======== Extracted records

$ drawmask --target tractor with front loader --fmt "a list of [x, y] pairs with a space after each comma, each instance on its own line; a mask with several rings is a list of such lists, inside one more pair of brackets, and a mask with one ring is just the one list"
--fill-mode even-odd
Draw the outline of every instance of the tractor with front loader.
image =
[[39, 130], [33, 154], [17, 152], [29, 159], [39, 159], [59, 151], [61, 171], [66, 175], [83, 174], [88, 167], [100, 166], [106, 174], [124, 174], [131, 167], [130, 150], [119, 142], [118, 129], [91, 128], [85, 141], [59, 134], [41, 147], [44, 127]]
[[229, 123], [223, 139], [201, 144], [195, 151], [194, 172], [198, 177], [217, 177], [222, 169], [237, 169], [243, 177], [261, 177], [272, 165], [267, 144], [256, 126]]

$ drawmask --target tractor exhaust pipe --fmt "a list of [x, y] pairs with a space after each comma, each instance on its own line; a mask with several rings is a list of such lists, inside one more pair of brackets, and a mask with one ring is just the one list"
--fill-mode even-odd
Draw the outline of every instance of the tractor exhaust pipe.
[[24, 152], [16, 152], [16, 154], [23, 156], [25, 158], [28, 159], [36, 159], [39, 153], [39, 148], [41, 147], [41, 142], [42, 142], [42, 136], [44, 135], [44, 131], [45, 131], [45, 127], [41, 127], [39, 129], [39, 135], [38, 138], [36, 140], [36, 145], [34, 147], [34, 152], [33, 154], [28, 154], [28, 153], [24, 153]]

================

## Directive
Put every line of the entries above into a numbered list, omitting blank lines.

## Correct response
1. $ drawmask --target tractor with front loader --fmt "a list of [x, y] pairs with a space after each comma, each instance on its own line; a mask with several rings is a list of such lists, inside one more pair of brackets, and a mask with one ring is just the one list"
2. --fill-mode even-odd
3. Draw the outline of every instance of the tractor with front loader.
4. image =
5. [[39, 130], [33, 154], [17, 152], [29, 159], [39, 159], [59, 151], [61, 171], [66, 175], [83, 174], [88, 167], [100, 166], [106, 174], [124, 174], [131, 167], [130, 150], [119, 142], [118, 129], [91, 128], [85, 141], [59, 134], [41, 147], [44, 127]]
6. [[229, 123], [223, 139], [201, 144], [195, 151], [194, 172], [198, 177], [217, 177], [222, 169], [237, 169], [243, 177], [261, 177], [272, 165], [267, 144], [256, 126]]
7. $ drawmask --target tractor exhaust pipe --fmt "a list of [x, y] pairs with a space after each comma, each instance on its own line; a mask with several rings is a list of such lists, inside one more pair of brackets, and a mask with one ring is just the one list"
8. --fill-mode even-odd
9. Draw the outline of every instance of the tractor exhaust pipe.
10. [[24, 152], [16, 152], [16, 154], [23, 156], [25, 158], [28, 159], [36, 159], [39, 153], [39, 148], [41, 147], [41, 142], [42, 142], [42, 136], [44, 135], [44, 131], [45, 131], [45, 127], [41, 127], [39, 129], [39, 135], [38, 138], [36, 140], [36, 145], [34, 147], [34, 152], [33, 154], [28, 154], [28, 153], [24, 153]]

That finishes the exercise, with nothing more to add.